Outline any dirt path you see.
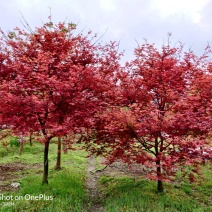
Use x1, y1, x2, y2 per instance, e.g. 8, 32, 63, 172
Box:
86, 156, 104, 212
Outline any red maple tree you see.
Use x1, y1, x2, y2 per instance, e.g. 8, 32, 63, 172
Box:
86, 40, 212, 192
0, 21, 121, 183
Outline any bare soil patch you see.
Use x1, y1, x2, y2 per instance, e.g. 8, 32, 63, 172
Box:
97, 158, 147, 179
0, 163, 41, 192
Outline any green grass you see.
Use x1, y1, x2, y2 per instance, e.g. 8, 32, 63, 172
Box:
99, 164, 212, 212
0, 139, 88, 212
0, 138, 87, 168
1, 137, 211, 212
1, 170, 86, 212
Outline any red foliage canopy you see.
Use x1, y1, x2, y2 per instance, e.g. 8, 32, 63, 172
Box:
0, 22, 121, 140
0, 21, 121, 183
86, 41, 212, 191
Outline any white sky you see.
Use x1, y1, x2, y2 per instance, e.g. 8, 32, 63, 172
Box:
0, 0, 212, 63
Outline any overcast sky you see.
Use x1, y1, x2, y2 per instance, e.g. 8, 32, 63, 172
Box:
1, 0, 212, 63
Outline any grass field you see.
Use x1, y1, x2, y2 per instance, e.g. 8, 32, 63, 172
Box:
0, 138, 211, 212
0, 140, 87, 212
99, 166, 212, 212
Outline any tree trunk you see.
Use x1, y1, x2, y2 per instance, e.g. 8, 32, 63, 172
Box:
157, 180, 163, 193
42, 140, 50, 184
55, 137, 62, 170
156, 159, 164, 192
63, 138, 68, 154
29, 133, 33, 146
19, 142, 24, 155
19, 135, 25, 155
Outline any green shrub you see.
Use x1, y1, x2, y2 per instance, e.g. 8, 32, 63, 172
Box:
9, 137, 20, 147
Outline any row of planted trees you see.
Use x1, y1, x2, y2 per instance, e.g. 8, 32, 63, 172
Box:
0, 20, 211, 192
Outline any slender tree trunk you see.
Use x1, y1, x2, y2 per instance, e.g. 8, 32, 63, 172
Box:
19, 134, 25, 155
19, 142, 24, 155
156, 159, 164, 192
29, 133, 33, 146
55, 137, 62, 170
42, 140, 50, 184
157, 180, 163, 193
63, 138, 68, 154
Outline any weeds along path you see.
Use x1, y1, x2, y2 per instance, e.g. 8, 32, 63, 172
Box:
86, 156, 104, 212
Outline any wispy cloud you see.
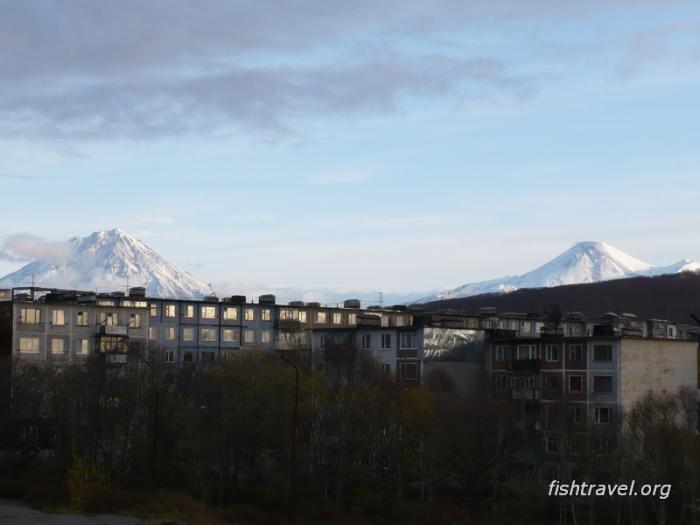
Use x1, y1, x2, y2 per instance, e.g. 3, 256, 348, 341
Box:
0, 233, 71, 262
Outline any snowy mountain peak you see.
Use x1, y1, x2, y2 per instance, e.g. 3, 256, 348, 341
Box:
0, 228, 210, 299
418, 241, 697, 303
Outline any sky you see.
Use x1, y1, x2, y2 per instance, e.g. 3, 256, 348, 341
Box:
1, 1, 700, 299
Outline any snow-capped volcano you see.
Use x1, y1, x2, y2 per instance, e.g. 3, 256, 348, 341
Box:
418, 241, 700, 303
0, 228, 210, 299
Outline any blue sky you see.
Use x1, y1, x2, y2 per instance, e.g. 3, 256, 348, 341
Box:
1, 1, 700, 298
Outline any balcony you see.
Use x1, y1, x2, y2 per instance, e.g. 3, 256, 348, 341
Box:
356, 314, 381, 327
507, 359, 541, 371
98, 325, 128, 336
275, 319, 301, 331
512, 389, 540, 401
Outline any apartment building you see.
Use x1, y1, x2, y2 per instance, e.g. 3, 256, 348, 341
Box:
486, 311, 698, 474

* **ACTIVITY**:
Collect the lines of the data that carry the word "path".

* **REPLY TO THE EXERCISE**:
Outline any dirt path you see.
Outline any weeds along path you see.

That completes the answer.